Begin Excerpted records
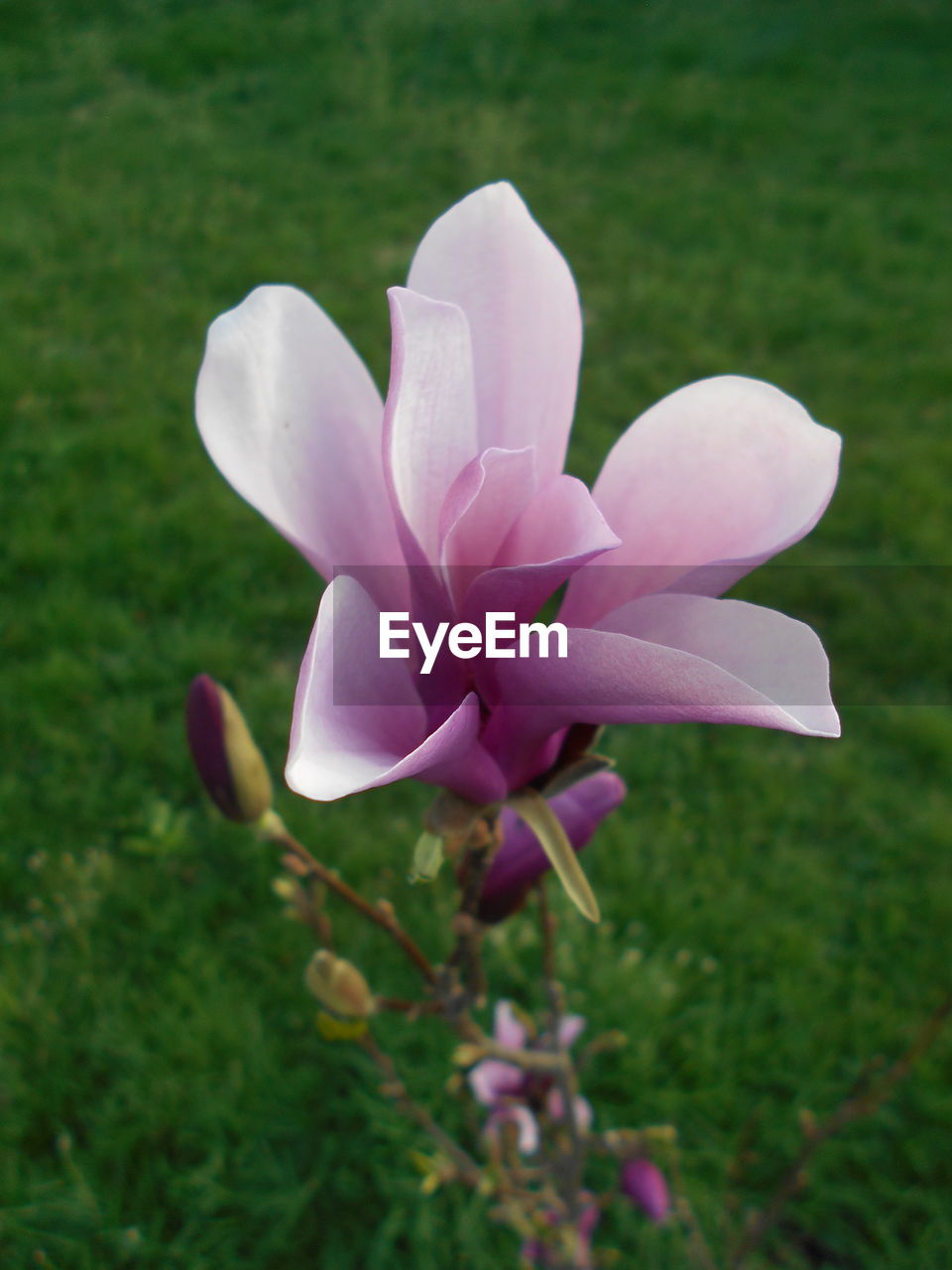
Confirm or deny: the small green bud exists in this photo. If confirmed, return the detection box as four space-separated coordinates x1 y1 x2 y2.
185 675 272 825
408 830 443 884
304 949 375 1019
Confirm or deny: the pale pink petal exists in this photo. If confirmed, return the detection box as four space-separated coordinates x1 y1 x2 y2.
409 183 581 481
482 594 839 771
195 287 401 577
440 447 536 580
464 476 620 622
384 287 482 563
493 1001 526 1049
562 375 840 626
468 1058 526 1107
558 1010 586 1049
545 1087 595 1133
286 576 502 802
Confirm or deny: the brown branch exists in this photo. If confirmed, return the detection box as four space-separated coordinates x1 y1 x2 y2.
729 992 952 1270
262 813 436 984
447 817 502 1008
361 1033 482 1188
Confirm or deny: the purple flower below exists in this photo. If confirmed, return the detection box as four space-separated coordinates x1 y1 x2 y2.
621 1156 671 1225
196 185 839 804
477 772 627 925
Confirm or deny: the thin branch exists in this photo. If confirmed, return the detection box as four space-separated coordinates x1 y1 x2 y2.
361 1033 482 1187
262 814 436 984
536 877 585 1221
730 992 952 1270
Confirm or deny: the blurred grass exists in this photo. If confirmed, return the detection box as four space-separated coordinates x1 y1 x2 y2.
0 0 952 1270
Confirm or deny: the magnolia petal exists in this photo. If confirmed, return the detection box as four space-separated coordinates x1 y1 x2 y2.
195 286 401 577
467 1043 526 1107
482 594 839 768
384 287 480 563
440 447 536 580
562 375 840 626
286 576 495 802
408 182 581 480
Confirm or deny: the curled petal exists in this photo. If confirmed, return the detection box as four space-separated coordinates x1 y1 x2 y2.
409 182 581 481
493 1001 526 1049
286 576 502 802
558 1010 588 1049
464 476 620 627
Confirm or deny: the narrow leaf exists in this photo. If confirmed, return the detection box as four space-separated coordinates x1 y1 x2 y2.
407 830 443 884
508 789 600 922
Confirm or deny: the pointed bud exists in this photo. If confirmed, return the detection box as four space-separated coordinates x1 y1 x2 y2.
185 675 272 825
479 772 627 925
304 949 373 1019
620 1156 671 1225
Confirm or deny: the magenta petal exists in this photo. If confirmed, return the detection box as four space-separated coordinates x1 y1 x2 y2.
195 287 401 577
563 375 840 626
286 576 500 802
468 1056 526 1107
409 183 581 479
479 772 626 924
484 595 839 768
384 287 480 563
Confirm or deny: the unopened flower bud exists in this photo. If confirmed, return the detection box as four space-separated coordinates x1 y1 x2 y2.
620 1156 671 1225
304 949 373 1019
185 675 272 825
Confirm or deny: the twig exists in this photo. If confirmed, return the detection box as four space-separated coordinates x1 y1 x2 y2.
262 813 436 984
361 1033 482 1187
447 818 500 1006
729 992 952 1270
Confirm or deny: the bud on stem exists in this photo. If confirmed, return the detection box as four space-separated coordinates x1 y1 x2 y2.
185 675 272 825
304 949 375 1019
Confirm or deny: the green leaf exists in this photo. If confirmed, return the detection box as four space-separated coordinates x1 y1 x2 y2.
508 789 600 922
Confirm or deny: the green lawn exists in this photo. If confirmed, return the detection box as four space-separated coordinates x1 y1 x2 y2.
0 0 952 1270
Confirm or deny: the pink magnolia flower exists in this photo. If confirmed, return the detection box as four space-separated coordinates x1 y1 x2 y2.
521 1192 602 1270
196 185 839 804
468 1001 593 1155
621 1156 671 1225
477 772 627 925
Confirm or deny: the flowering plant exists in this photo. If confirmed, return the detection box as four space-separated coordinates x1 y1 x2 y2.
187 185 949 1267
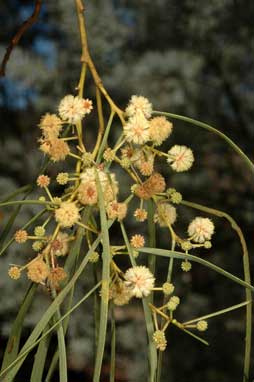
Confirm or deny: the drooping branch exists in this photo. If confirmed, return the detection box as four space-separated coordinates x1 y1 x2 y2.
75 0 125 124
0 0 42 77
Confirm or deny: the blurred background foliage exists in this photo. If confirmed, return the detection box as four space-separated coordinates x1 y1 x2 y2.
0 0 254 382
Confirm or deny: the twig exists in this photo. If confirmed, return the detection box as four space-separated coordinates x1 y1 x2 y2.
0 0 42 77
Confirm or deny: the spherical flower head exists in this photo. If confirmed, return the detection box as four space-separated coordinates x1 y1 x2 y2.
171 192 183 204
130 234 145 248
89 251 100 263
56 172 69 186
27 258 49 283
32 240 43 252
82 152 94 167
120 158 131 168
134 173 166 200
167 296 180 311
181 260 192 272
39 113 62 139
123 112 150 145
134 208 147 222
147 172 166 195
149 117 173 146
36 175 50 188
197 320 208 332
103 147 115 162
153 330 167 351
58 94 87 124
154 203 177 227
125 95 153 118
136 150 154 176
78 181 98 206
34 225 45 237
204 240 212 249
83 98 93 114
39 137 50 155
48 138 70 162
107 201 127 221
124 265 155 298
162 282 175 296
167 145 194 172
109 280 132 306
188 217 214 243
80 167 119 203
14 229 28 244
181 240 192 252
55 202 80 228
139 161 153 176
8 266 21 280
48 267 67 288
50 232 69 256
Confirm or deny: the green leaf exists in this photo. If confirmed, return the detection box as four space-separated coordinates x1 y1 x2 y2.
138 247 254 292
0 283 101 382
120 222 157 382
30 326 51 382
153 111 254 173
93 173 111 382
1 284 37 371
0 235 101 382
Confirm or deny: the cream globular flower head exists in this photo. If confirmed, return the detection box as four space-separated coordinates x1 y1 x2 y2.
49 232 69 256
56 172 69 186
80 167 119 203
8 266 21 280
27 258 49 283
197 320 208 332
124 265 155 298
78 181 98 206
153 330 167 351
167 145 194 172
125 95 153 118
133 208 147 222
39 113 62 139
55 202 80 227
109 280 133 306
36 175 50 188
130 234 145 248
188 217 214 243
107 201 127 221
47 138 70 162
14 229 28 244
154 203 177 227
149 117 173 146
123 112 150 145
58 94 92 124
48 267 67 288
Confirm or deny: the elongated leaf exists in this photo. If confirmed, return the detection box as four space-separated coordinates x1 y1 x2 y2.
1 284 37 371
139 247 254 293
153 111 254 173
30 326 51 382
184 301 251 325
110 306 116 382
0 235 101 382
93 174 111 382
120 222 157 382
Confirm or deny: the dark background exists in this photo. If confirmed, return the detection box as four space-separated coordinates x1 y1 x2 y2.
0 0 254 382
End Excerpted records
## Written problem
Report every line in the records that contains the word "branch", copying each such line in full. Matches must have the same case.

## Complete output
Confirm or deny: the brown branch exists in this photo. If confirmed, return the detection box as four space-separated coordinates x1 y1 x2 y2.
Confirm or deny: the thin branch exists in this photo. If confirmed, return the detection box as four space-separated coordinates x1 y1 x2 y2.
Confirm or deny: the drooping branch exists in this photo. If confirmed, return the detection box as four space-separated coordinates x1 y1 x2 y2.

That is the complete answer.